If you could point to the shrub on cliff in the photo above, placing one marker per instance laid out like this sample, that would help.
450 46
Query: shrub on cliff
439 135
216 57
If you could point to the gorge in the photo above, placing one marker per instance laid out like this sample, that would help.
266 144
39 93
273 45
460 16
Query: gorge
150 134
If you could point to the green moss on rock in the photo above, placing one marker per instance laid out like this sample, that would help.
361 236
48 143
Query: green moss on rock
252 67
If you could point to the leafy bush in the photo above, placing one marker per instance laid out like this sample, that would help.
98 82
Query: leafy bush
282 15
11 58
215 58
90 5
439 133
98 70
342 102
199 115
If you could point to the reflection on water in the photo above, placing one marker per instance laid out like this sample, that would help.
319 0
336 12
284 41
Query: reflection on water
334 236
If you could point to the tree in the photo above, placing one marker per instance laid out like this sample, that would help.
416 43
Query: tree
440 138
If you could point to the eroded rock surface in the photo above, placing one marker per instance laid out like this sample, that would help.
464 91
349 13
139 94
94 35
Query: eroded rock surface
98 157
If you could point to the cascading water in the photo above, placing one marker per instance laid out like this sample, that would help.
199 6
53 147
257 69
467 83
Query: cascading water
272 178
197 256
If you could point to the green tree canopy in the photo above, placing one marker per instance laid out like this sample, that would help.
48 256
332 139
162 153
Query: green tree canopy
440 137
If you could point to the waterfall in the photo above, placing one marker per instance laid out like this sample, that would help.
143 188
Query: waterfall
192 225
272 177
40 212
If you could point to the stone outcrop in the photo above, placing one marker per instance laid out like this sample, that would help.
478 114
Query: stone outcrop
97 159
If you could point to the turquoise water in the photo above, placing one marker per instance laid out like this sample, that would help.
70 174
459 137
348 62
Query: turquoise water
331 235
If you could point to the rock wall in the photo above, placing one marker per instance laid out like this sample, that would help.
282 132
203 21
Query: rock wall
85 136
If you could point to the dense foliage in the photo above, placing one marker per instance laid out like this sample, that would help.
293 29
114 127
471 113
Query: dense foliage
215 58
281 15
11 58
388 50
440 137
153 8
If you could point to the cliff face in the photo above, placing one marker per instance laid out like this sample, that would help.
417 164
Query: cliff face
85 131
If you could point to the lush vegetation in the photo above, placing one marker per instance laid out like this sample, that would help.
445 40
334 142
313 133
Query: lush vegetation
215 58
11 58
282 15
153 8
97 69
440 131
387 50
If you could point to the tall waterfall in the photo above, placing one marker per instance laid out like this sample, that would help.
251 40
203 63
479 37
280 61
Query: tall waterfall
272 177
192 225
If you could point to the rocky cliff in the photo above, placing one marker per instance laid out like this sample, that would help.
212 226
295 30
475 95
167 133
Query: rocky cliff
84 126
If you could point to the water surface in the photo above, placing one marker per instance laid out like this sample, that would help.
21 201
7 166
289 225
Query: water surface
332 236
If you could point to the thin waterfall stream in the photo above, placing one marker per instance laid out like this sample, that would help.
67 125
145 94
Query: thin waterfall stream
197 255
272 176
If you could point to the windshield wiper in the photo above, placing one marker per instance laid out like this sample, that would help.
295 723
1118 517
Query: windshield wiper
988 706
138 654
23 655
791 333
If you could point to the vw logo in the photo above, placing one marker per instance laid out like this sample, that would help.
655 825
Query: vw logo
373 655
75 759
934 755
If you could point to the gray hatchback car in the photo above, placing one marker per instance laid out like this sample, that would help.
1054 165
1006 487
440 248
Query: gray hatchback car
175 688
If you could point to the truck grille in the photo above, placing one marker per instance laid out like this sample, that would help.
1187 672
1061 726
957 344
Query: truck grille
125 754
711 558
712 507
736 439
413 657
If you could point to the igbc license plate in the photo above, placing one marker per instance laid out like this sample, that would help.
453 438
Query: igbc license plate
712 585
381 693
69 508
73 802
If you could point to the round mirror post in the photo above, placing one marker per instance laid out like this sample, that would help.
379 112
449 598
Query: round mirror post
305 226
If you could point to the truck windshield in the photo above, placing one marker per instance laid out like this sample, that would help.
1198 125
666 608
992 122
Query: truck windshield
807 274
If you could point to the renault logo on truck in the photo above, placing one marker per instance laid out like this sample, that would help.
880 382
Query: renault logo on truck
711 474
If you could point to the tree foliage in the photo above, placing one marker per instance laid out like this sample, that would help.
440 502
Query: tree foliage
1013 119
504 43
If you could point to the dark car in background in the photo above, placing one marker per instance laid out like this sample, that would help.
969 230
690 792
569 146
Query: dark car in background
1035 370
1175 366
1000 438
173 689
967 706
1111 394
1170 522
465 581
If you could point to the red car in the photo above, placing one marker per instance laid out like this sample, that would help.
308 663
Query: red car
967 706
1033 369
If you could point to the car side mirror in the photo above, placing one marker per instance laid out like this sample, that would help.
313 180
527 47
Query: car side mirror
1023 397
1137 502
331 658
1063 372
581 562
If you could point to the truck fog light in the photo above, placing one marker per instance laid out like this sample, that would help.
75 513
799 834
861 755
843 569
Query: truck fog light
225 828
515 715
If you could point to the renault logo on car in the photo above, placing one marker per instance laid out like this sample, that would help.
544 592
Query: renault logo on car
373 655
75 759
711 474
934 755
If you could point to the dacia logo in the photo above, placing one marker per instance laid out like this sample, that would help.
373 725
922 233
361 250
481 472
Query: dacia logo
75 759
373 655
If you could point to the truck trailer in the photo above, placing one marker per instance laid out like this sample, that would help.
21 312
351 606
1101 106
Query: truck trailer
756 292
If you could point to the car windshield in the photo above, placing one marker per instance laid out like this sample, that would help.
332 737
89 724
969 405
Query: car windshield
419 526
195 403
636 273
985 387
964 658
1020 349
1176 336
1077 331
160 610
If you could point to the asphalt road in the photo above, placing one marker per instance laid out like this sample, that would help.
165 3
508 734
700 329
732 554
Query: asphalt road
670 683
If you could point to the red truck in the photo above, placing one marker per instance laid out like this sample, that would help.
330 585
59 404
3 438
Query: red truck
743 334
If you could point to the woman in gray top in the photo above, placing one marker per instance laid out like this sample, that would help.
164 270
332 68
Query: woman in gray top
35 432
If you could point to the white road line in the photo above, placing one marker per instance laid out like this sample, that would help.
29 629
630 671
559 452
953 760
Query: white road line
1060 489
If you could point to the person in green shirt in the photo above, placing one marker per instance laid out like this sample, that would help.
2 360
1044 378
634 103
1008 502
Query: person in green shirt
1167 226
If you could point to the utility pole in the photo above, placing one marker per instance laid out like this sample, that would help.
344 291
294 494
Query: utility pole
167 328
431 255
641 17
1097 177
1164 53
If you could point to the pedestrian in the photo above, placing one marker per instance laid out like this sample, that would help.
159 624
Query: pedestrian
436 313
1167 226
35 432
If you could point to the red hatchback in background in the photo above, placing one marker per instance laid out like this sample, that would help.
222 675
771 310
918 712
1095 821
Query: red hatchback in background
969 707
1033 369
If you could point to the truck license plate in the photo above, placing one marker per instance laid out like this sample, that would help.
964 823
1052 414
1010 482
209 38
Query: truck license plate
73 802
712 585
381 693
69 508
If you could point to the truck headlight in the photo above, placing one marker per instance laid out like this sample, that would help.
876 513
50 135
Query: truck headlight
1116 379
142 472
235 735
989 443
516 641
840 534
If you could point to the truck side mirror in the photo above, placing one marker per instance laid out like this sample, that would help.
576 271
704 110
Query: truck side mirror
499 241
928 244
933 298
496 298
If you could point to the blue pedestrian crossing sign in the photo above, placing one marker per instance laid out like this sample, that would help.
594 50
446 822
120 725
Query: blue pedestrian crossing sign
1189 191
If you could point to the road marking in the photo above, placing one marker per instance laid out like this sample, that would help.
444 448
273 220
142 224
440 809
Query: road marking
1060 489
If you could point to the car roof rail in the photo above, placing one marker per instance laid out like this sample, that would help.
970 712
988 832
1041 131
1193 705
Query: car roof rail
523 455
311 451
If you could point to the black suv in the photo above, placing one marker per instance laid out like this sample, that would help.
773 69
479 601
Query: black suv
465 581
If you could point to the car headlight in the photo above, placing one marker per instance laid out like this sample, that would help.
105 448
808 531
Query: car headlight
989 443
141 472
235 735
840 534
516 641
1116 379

**WHAT YOU HAVE TO DO**
Begin at the line containing "Query: black suv" and reproduce each line through the end of the records above.

**ANSWER**
Query: black suv
465 581
If you could point to the car headlight in the photo above, placing one marker per instance laid out like this sample, that would help.
105 448
808 531
Query: car headlight
989 443
141 472
235 735
840 534
516 641
1116 379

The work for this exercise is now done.